ARTICLE |
## Start
- Born: Abraham D. Juste October 10, 1995 (age 30) Brooklyn, New York City, U.S.
- Occupation: Actor
- Years active: 2018–present

= Da'Vinchi =

Haitian-American actor (born 1995)

Abraham D. Juste (born October 10, 1995), known professionally as Da'Vinchi, is a Haitian-American actor. He is best known for his role as Darnell Hayes in the TV series All American, and he also appeared in eight episodes of Grown-ish between 2018 and 2019. In 2021, he started playing the character of Terry 'Southwest T' Flenory in the Starz series BMF.

==Early life==
Da'Vinchi was born in Brooklyn, New York.

==Career==
He began his acting career in 2018, when he made his television debut in one episode of Marvel's Jessica Jones, playing Eric Ambrose. He had a recurring role as Cash Mooney in eight episodes of the ABC series Grown-ish. He played Darnell Hayes in 18 episodes of The CW's All American. In 2020, Da'Vinchi made his film debut in the sports drama film The Way Back as Devon Childress, which was theatrically released on March 6, 2020, by Warner Bros. Pictures.
## End
Picture annotation entries:
## Start
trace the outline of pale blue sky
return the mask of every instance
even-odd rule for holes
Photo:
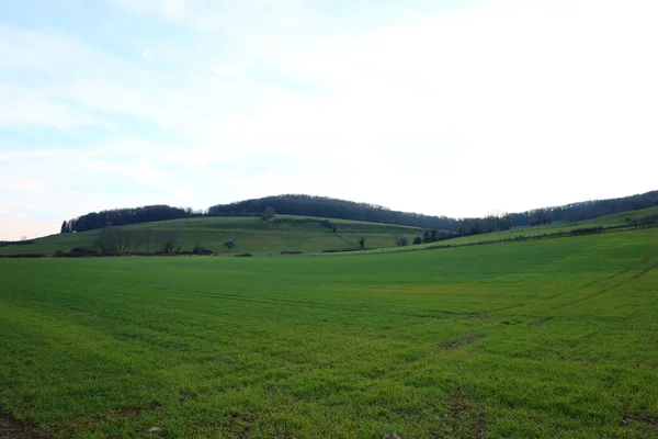
[[[0,0],[0,239],[309,193],[450,216],[658,189],[658,8]]]

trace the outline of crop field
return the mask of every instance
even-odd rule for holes
[[[0,282],[0,405],[55,438],[658,437],[656,228]]]
[[[322,224],[322,222],[326,225]],[[329,225],[329,226],[327,226]],[[332,228],[336,227],[336,233]],[[279,215],[273,221],[260,217],[201,217],[118,227],[129,234],[149,233],[154,238],[172,236],[182,250],[191,250],[201,245],[220,255],[249,252],[272,255],[281,251],[344,250],[359,247],[365,239],[366,248],[394,247],[395,236],[408,239],[422,235],[417,227],[354,222],[345,219],[324,219],[302,216]],[[46,254],[56,250],[69,251],[73,247],[92,247],[101,230],[76,234],[58,234],[38,238],[34,244],[0,247],[0,255]],[[236,247],[228,251],[224,241],[234,240]],[[156,251],[152,247],[150,251]]]

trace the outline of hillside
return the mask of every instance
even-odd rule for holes
[[[480,218],[450,218],[419,213],[399,212],[370,204],[337,200],[327,196],[277,195],[245,200],[230,204],[217,204],[206,211],[149,205],[134,209],[115,209],[91,212],[65,221],[61,233],[87,232],[106,226],[144,224],[150,222],[204,217],[204,216],[260,216],[266,210],[279,214],[314,216],[337,219],[396,224],[428,229],[443,229],[460,235],[508,230],[512,227],[545,225],[553,222],[581,222],[602,215],[648,209],[658,205],[658,191],[620,199],[593,200],[563,206],[541,207],[526,212]]]
[[[410,241],[424,232],[407,226],[286,215],[277,215],[270,221],[239,216],[192,217],[127,225],[116,229],[126,234],[131,240],[126,247],[135,252],[160,251],[163,239],[174,239],[174,247],[180,247],[182,251],[191,251],[200,246],[218,254],[248,252],[257,256],[286,251],[351,250],[359,248],[362,237],[365,248],[394,247],[397,235],[406,236]],[[52,235],[35,239],[34,244],[0,247],[0,255],[53,255],[57,250],[69,251],[73,247],[92,247],[100,234],[101,230],[89,230]],[[137,238],[141,239],[141,244],[134,245]],[[148,244],[145,244],[146,239]],[[227,240],[236,244],[230,251],[223,246]]]
[[[656,438],[657,243],[0,260],[2,413],[54,438]]]

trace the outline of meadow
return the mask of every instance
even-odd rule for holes
[[[365,239],[366,248],[395,247],[396,235],[404,235],[411,240],[424,232],[417,227],[390,224],[287,215],[277,215],[273,221],[262,221],[253,216],[185,218],[118,228],[131,234],[152,234],[154,240],[157,240],[158,236],[175,237],[177,245],[182,250],[191,250],[194,246],[201,245],[224,256],[245,252],[271,256],[282,251],[322,252],[356,249],[362,237]],[[0,247],[0,256],[16,254],[50,256],[57,250],[69,251],[73,247],[92,247],[100,233],[101,230],[90,230],[50,235],[38,238],[30,245]],[[236,247],[227,250],[224,248],[226,240],[232,240]],[[150,248],[152,252],[157,250],[157,246]]]
[[[657,251],[0,260],[0,404],[55,438],[658,437]]]

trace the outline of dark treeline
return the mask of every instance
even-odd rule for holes
[[[541,225],[552,222],[577,223],[613,213],[637,211],[658,205],[658,191],[608,200],[592,200],[555,207],[512,213],[512,226]]]
[[[111,211],[91,212],[87,215],[65,221],[61,224],[61,233],[86,232],[109,226],[180,219],[201,215],[201,212],[195,212],[190,207],[171,207],[162,204],[135,209],[114,209]]]
[[[192,209],[152,205],[136,209],[116,209],[92,212],[78,218],[65,221],[61,233],[84,232],[107,226],[179,219],[192,216],[256,216],[264,212],[283,215],[330,217],[373,223],[415,226],[426,229],[449,230],[455,235],[477,235],[507,230],[511,227],[536,226],[552,222],[577,223],[602,215],[634,211],[658,205],[658,191],[620,199],[585,201],[563,206],[535,209],[527,212],[490,215],[484,218],[450,218],[409,212],[352,201],[310,195],[279,195],[246,200],[230,204],[217,204],[206,212]]]

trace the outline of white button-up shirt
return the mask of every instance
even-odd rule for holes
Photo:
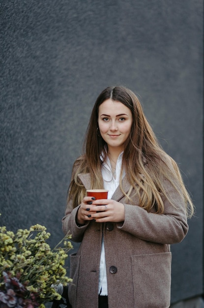
[[[122,153],[120,153],[117,158],[116,164],[116,178],[113,175],[111,162],[107,157],[107,161],[104,162],[102,167],[102,176],[103,180],[104,188],[108,189],[108,199],[111,199],[114,192],[119,184],[119,176],[122,164]],[[102,158],[102,157],[101,157]],[[125,175],[123,172],[122,177]],[[108,295],[108,286],[106,269],[106,259],[105,256],[104,243],[102,240],[101,246],[101,259],[99,268],[99,281],[98,284],[98,294],[100,295]]]

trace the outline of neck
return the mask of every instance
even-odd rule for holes
[[[108,149],[108,156],[109,157],[110,160],[115,163],[117,162],[117,158],[119,155],[122,152],[122,150],[121,149]]]

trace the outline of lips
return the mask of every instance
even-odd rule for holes
[[[109,137],[111,138],[116,138],[117,137],[118,137],[120,135],[108,135]]]

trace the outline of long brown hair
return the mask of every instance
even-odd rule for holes
[[[123,87],[109,87],[98,96],[93,106],[84,143],[83,155],[74,165],[74,175],[69,188],[68,202],[71,199],[73,206],[80,204],[85,195],[85,188],[78,175],[89,173],[91,188],[103,188],[100,154],[107,158],[107,145],[100,136],[98,125],[99,106],[111,98],[119,101],[131,111],[133,123],[129,138],[126,141],[122,156],[122,168],[130,188],[125,192],[120,176],[120,187],[129,203],[133,192],[140,197],[140,205],[148,212],[153,208],[158,214],[164,212],[163,195],[174,204],[164,187],[164,179],[169,181],[180,193],[186,205],[186,212],[191,216],[193,205],[183,184],[178,167],[175,161],[163,150],[143,111],[142,105],[133,92]],[[169,166],[172,166],[171,168]],[[122,172],[121,173],[121,175]],[[133,193],[134,195],[134,193]]]

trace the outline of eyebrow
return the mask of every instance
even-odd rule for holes
[[[104,114],[102,114],[100,116],[102,117],[102,116],[103,116],[104,117],[110,117],[111,116],[109,115],[104,115]],[[128,117],[128,115],[126,115],[126,113],[121,113],[120,115],[117,115],[117,116],[116,116],[116,117],[121,117],[121,116],[127,116],[127,117]]]

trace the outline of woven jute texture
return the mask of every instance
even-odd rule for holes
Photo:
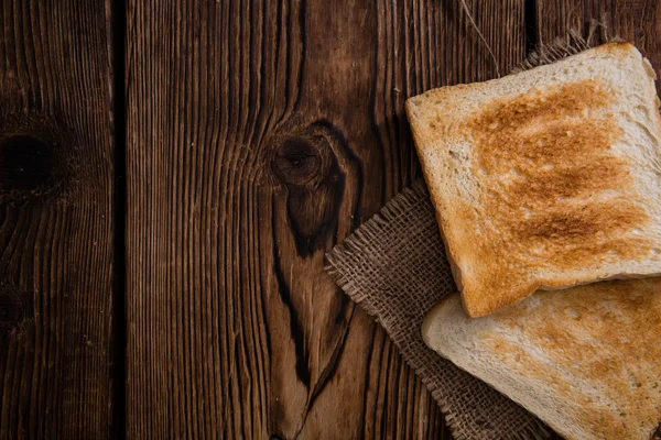
[[[589,48],[571,32],[540,48],[519,66],[529,69]],[[595,42],[597,43],[597,42]],[[542,421],[484,382],[430,350],[421,337],[425,314],[457,293],[445,258],[434,208],[424,182],[392,199],[327,254],[327,271],[337,284],[386,329],[445,414],[455,438],[542,439],[552,432]]]

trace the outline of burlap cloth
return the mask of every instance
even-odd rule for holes
[[[576,32],[532,54],[527,69],[590,46]],[[600,41],[607,41],[602,28]],[[596,43],[595,43],[596,44]],[[392,199],[327,255],[327,271],[375,317],[445,414],[456,439],[541,439],[552,430],[489,385],[430,350],[421,337],[425,314],[457,292],[424,182]]]

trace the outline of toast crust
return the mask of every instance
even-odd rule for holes
[[[661,421],[661,278],[543,292],[481,319],[451,296],[425,343],[567,438],[650,438]],[[509,380],[506,380],[509,378]]]
[[[638,73],[653,89],[632,45],[587,52],[639,58]],[[637,165],[618,147],[630,140],[616,107],[629,97],[598,75],[550,84],[543,78],[488,99],[484,96],[491,85],[502,79],[436,89],[407,101],[446,253],[472,317],[538,288],[620,276],[604,270],[620,262],[659,260],[659,240],[639,233],[659,228],[659,221],[641,199]],[[479,102],[473,105],[467,94]],[[648,101],[653,108],[651,97]],[[659,118],[655,111],[649,128],[657,154]],[[657,265],[641,272],[659,273]]]

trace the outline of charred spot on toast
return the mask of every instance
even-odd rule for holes
[[[586,79],[492,101],[468,123],[474,173],[487,183],[480,202],[492,231],[513,238],[500,256],[517,246],[562,268],[577,257],[593,264],[647,252],[624,237],[649,216],[636,201],[631,165],[613,151],[624,134],[610,112],[616,96]]]

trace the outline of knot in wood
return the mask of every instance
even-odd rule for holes
[[[24,295],[0,285],[0,332],[20,328],[28,315]]]
[[[322,157],[314,139],[286,136],[275,150],[273,173],[285,185],[305,185],[318,175]]]
[[[52,183],[52,145],[29,134],[0,141],[0,191],[31,191]]]

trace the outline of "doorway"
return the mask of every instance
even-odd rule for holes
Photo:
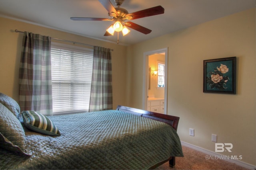
[[[144,109],[167,113],[168,48],[144,53],[142,104]]]

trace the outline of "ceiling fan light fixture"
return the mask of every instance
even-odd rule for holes
[[[109,27],[109,28],[108,28],[106,31],[112,35],[114,35],[114,33],[115,32],[115,29],[114,29],[112,25],[111,25]]]
[[[129,33],[130,31],[125,26],[124,26],[124,27],[123,27],[123,29],[122,29],[122,31],[123,33],[123,36],[124,36]]]
[[[120,31],[123,29],[123,25],[119,21],[116,21],[115,23],[114,23],[113,27],[116,32]]]

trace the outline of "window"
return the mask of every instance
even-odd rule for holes
[[[89,111],[93,50],[52,43],[53,114]]]
[[[164,64],[158,63],[158,87],[164,87]]]

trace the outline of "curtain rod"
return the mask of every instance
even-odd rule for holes
[[[15,29],[14,31],[16,33],[18,32],[18,33],[24,33],[24,32],[21,31],[19,31],[18,29]],[[72,41],[68,41],[68,40],[65,40],[65,39],[59,39],[58,38],[53,38],[53,37],[51,37],[51,38],[52,38],[52,39],[53,39],[55,40],[58,40],[58,41],[62,41],[67,42],[68,43],[73,43],[73,44],[80,44],[80,45],[86,45],[86,46],[89,46],[92,47],[94,47],[93,45],[89,45],[88,44],[84,44],[83,43],[78,43],[77,42]],[[111,51],[113,51],[114,49],[111,49]]]

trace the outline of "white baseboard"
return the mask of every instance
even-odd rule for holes
[[[211,151],[210,150],[208,150],[206,149],[204,149],[204,148],[201,148],[199,147],[198,147],[196,145],[194,145],[192,144],[190,144],[188,143],[187,143],[186,142],[185,142],[182,141],[181,141],[181,143],[182,145],[183,145],[185,147],[187,147],[188,148],[190,148],[192,149],[194,149],[195,150],[198,150],[200,152],[202,152],[206,154],[209,154],[209,155],[212,155],[214,156],[224,156],[223,155],[222,155],[221,154],[220,154],[218,153],[216,153],[214,152]],[[237,164],[238,165],[242,166],[245,168],[246,168],[250,170],[256,170],[256,166],[252,165],[251,164],[244,162],[240,160],[239,160],[236,159],[225,159],[225,160],[232,163],[234,163],[236,164]]]

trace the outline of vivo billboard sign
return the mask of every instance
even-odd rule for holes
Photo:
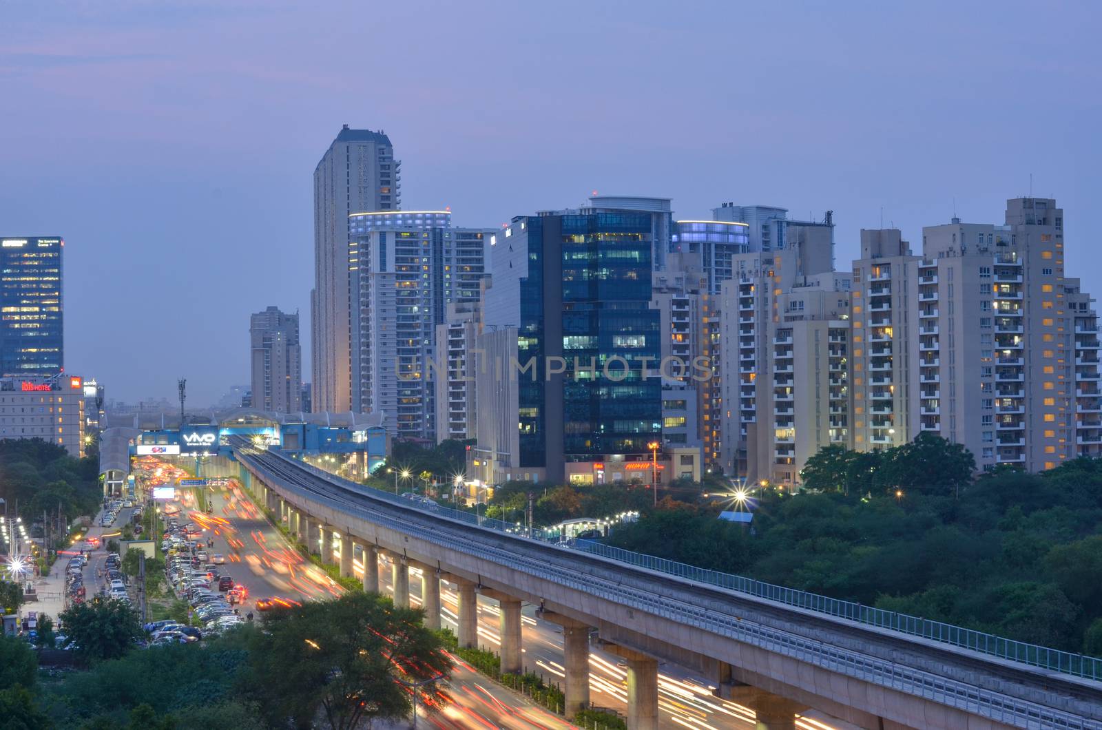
## End
WORK INSTRUCTIONS | Reproduce the passage of the Da'Vinchi article starting at "- Occupation: Actor" and ending at "Starz series BMF.". Rely only on the article about Da'Vinchi, not the entries.

TASK SOLUTION |
- Occupation: Actor
- Years active: 2018–present

= Da'Vinchi =

Haitian-American actor (born 1995)

Abraham D. Juste (born October 10, 1995), known professionally as Da'Vinchi, is a Haitian-American actor. He is best known for his role as Darnell Hayes in the TV series All American, and he also appeared in eight episodes of Grown-ish between 2018 and 2019. In 2021, he started playing the character of Terry 'Southwest T' Flenory in the Starz series BMF.